PROBLEM DETAILS - As an exercise in exact copying, transcribe the lines below from the one holding "If you could pin the wood grain" through the last, with both ends included and pictures left out.

Start of RECORDS FOR THE TASK

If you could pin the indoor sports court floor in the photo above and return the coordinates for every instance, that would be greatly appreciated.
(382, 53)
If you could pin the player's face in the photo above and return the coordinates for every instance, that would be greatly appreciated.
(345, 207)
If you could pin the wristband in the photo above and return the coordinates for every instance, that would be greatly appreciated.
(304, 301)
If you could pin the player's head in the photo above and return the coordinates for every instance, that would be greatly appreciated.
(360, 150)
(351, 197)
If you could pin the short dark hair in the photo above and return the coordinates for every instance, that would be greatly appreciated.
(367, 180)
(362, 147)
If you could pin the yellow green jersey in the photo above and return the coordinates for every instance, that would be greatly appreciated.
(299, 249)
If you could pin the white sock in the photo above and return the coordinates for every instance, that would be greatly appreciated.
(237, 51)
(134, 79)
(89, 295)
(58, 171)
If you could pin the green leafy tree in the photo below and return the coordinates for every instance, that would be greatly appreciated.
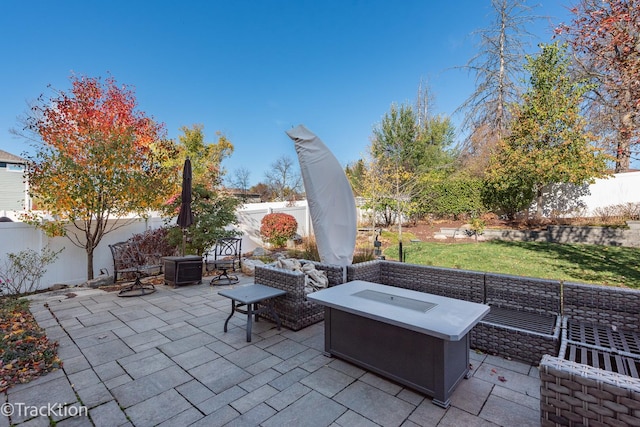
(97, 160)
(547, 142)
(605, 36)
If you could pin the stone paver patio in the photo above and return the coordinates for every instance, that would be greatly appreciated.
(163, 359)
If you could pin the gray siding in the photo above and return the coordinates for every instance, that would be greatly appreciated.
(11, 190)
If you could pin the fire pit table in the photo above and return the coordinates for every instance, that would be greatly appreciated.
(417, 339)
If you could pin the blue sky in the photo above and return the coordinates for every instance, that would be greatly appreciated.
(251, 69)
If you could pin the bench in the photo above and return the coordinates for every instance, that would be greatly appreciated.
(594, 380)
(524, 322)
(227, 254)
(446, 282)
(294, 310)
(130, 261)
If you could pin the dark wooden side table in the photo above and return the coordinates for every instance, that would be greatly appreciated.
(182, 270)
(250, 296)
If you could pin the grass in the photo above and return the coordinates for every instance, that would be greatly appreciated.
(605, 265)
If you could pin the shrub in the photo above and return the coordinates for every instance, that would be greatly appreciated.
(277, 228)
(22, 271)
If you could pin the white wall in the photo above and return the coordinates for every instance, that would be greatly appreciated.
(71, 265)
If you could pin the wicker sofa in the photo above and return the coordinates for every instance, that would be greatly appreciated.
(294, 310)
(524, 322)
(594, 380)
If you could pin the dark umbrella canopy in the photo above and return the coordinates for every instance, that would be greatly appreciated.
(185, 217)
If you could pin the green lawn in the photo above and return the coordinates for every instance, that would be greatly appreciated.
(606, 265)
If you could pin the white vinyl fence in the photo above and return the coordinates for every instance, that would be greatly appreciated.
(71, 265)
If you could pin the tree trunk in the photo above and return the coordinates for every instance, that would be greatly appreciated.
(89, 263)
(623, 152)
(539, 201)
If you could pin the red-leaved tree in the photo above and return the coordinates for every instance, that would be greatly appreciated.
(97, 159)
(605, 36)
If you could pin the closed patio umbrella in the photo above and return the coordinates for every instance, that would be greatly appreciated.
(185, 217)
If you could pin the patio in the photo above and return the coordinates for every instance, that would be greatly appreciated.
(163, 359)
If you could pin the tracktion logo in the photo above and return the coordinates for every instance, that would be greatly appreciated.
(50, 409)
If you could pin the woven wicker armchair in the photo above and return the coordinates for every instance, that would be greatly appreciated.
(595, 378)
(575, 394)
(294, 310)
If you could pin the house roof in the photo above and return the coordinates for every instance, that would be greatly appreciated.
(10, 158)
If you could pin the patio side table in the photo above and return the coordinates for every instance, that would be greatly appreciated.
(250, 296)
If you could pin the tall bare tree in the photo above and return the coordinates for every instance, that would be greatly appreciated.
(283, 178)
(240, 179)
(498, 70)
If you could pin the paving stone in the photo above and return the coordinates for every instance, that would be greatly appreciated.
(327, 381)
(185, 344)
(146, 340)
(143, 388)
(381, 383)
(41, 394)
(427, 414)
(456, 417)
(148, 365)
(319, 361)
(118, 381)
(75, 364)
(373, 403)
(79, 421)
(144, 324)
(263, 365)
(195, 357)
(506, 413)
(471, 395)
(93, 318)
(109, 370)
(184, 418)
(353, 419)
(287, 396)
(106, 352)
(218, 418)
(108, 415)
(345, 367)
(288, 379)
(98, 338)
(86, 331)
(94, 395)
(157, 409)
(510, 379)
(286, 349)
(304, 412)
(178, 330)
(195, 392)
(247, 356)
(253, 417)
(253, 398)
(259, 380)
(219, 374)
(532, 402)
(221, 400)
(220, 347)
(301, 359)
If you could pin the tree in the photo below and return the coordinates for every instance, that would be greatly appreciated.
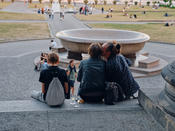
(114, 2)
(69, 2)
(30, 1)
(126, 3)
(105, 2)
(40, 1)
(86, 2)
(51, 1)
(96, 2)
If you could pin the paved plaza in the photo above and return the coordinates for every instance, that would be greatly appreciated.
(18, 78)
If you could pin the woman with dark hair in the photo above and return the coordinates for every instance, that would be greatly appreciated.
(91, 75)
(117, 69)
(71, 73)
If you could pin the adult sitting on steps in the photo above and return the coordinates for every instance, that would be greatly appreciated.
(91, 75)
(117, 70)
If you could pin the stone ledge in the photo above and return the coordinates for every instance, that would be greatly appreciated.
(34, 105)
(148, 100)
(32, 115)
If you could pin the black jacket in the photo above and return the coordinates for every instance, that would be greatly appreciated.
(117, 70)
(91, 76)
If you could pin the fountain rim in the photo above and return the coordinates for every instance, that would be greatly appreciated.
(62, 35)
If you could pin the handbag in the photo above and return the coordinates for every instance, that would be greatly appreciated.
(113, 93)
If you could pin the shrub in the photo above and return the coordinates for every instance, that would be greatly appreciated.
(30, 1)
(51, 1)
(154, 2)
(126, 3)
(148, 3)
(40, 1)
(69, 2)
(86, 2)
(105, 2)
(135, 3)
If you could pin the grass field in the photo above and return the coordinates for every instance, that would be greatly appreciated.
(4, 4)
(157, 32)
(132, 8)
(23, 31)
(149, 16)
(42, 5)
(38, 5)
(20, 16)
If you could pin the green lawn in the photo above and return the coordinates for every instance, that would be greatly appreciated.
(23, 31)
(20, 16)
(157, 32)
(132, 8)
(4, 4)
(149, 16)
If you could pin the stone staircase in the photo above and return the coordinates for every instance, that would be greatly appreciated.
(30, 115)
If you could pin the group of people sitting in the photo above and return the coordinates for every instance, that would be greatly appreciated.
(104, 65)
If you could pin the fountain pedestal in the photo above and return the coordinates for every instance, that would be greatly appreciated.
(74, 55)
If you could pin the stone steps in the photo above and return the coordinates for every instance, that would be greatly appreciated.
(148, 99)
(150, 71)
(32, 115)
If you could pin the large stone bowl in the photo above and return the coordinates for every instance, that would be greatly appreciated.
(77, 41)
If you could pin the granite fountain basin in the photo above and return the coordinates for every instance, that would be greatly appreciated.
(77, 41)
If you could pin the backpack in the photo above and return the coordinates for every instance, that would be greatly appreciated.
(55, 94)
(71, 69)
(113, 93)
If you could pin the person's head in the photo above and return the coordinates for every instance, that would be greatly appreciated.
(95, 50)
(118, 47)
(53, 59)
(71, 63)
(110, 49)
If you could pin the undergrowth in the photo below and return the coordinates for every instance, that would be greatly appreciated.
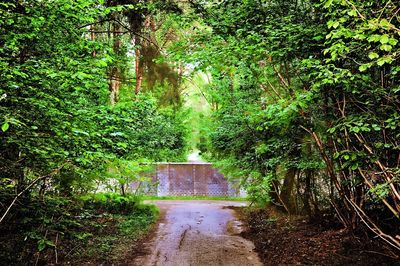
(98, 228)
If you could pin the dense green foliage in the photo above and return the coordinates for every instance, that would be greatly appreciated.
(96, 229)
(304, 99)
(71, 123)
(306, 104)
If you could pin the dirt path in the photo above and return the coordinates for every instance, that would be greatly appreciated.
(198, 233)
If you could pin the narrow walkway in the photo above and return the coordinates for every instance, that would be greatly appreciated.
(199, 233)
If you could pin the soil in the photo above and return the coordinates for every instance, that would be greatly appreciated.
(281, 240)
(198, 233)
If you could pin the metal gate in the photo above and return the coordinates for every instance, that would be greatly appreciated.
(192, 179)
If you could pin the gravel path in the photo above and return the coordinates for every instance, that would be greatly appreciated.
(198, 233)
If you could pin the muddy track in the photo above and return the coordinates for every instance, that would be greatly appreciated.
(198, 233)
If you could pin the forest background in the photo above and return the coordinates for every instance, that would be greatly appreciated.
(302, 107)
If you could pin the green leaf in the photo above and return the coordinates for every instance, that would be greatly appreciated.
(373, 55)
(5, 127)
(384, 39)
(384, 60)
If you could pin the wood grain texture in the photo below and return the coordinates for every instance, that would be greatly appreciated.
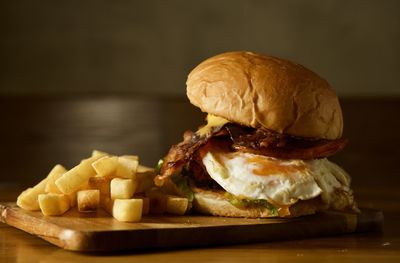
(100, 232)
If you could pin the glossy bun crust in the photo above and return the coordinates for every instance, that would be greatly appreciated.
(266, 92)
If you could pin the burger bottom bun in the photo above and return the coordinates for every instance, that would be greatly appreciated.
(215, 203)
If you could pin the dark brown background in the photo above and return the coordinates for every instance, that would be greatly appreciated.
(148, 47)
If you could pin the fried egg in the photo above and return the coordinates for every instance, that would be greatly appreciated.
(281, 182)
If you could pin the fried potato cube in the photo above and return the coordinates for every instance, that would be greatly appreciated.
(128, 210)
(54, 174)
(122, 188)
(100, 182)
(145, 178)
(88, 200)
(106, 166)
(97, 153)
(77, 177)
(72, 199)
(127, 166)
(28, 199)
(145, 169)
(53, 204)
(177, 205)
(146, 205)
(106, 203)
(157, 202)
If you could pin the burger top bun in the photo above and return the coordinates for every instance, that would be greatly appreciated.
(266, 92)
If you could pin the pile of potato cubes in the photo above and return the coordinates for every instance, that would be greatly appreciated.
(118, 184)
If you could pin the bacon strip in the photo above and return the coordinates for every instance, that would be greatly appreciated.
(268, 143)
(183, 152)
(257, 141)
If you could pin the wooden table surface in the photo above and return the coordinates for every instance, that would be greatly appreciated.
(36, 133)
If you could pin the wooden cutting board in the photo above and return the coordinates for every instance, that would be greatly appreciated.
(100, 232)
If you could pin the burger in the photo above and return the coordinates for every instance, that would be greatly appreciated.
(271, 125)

End of RECORDS FOR THE TASK

RESPONSE BELOW -
If you could pin the wood grain texture in the photo below and return the coordinates for every instance, that would be greatly appreciated.
(100, 232)
If you could pin the glossy bun crust in the photo above and return the coordinates for every instance, that would be greatly appreciated.
(266, 92)
If you could pin the burger bottom bun in the photo above and return the coordinates for every instance, that would be greatly appreciated.
(215, 203)
If you could pin the dark brown background in the photo above and return the coordinates for every instance, that would be greatly appreciated.
(148, 47)
If you could pin the fried egg in the photo above and return the coordinates for every instance, that would be greatly appreciated.
(281, 182)
If you could pin the fried potato cube in the photo above and return the coordinates for every instance, that would be greatly appreciated.
(128, 210)
(54, 174)
(122, 188)
(100, 182)
(145, 178)
(88, 200)
(106, 166)
(97, 153)
(77, 177)
(72, 199)
(127, 166)
(28, 199)
(145, 169)
(53, 204)
(177, 205)
(146, 205)
(106, 203)
(157, 202)
If you could pin the burger top bun in the photo above and return the coordinates for every instance, that would be greatly appreciated.
(266, 92)
If you could pin the pile of potato cubes in the photo above and return the coordinates for every instance, that would be greatly appreciated.
(118, 184)
If you could pin the bacon strip in the photo above and return the coordinates for every instance, that would be greatly appreciated.
(268, 143)
(183, 152)
(257, 141)
If you could pin the wooden table surface in the photo above and return the coordinates for every instance, that would be greatly appreciated.
(36, 133)
If you could pin the wooden cutting board in the photo above and return the coordinates for every instance, that would be greatly appreciated.
(100, 232)
If you could pin the burger in the photo above and return the coordinates for every instance, that would be greatly appreciated.
(271, 125)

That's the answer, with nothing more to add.